(SUPPLIED RECORDS)

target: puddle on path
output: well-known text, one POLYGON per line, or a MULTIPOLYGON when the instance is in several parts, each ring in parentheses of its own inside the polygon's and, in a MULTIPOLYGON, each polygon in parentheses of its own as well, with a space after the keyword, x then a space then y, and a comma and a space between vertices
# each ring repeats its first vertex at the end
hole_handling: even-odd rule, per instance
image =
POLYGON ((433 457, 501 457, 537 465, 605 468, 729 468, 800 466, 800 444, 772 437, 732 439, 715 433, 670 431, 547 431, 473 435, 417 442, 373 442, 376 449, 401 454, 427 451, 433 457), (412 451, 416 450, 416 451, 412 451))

(End SUPPLIED RECORDS)

▶ _TASK BRIEF_
Output every entry exactly as given.

▶ _RESPONSE AREA_
target: puddle on path
output: well-known text, one POLYGON per line, or a MULTIPOLYGON when the instance is in several parts, each ring in parentheses of its own inside the polygon's and, in a MULTIPOLYGON, each polygon in parentheses of its own as well, with a space after the keyword, x then a space then y, and a comma and a space between vertices
# each ring repeats its first vertex at the end
hole_handling: even-odd rule, per instance
image =
POLYGON ((433 457, 501 457, 537 465, 605 468, 729 468, 800 466, 800 444, 772 437, 732 439, 715 433, 670 431, 547 431, 473 435, 417 442, 373 442, 376 449, 401 454, 427 451, 433 457), (412 451, 416 450, 416 451, 412 451))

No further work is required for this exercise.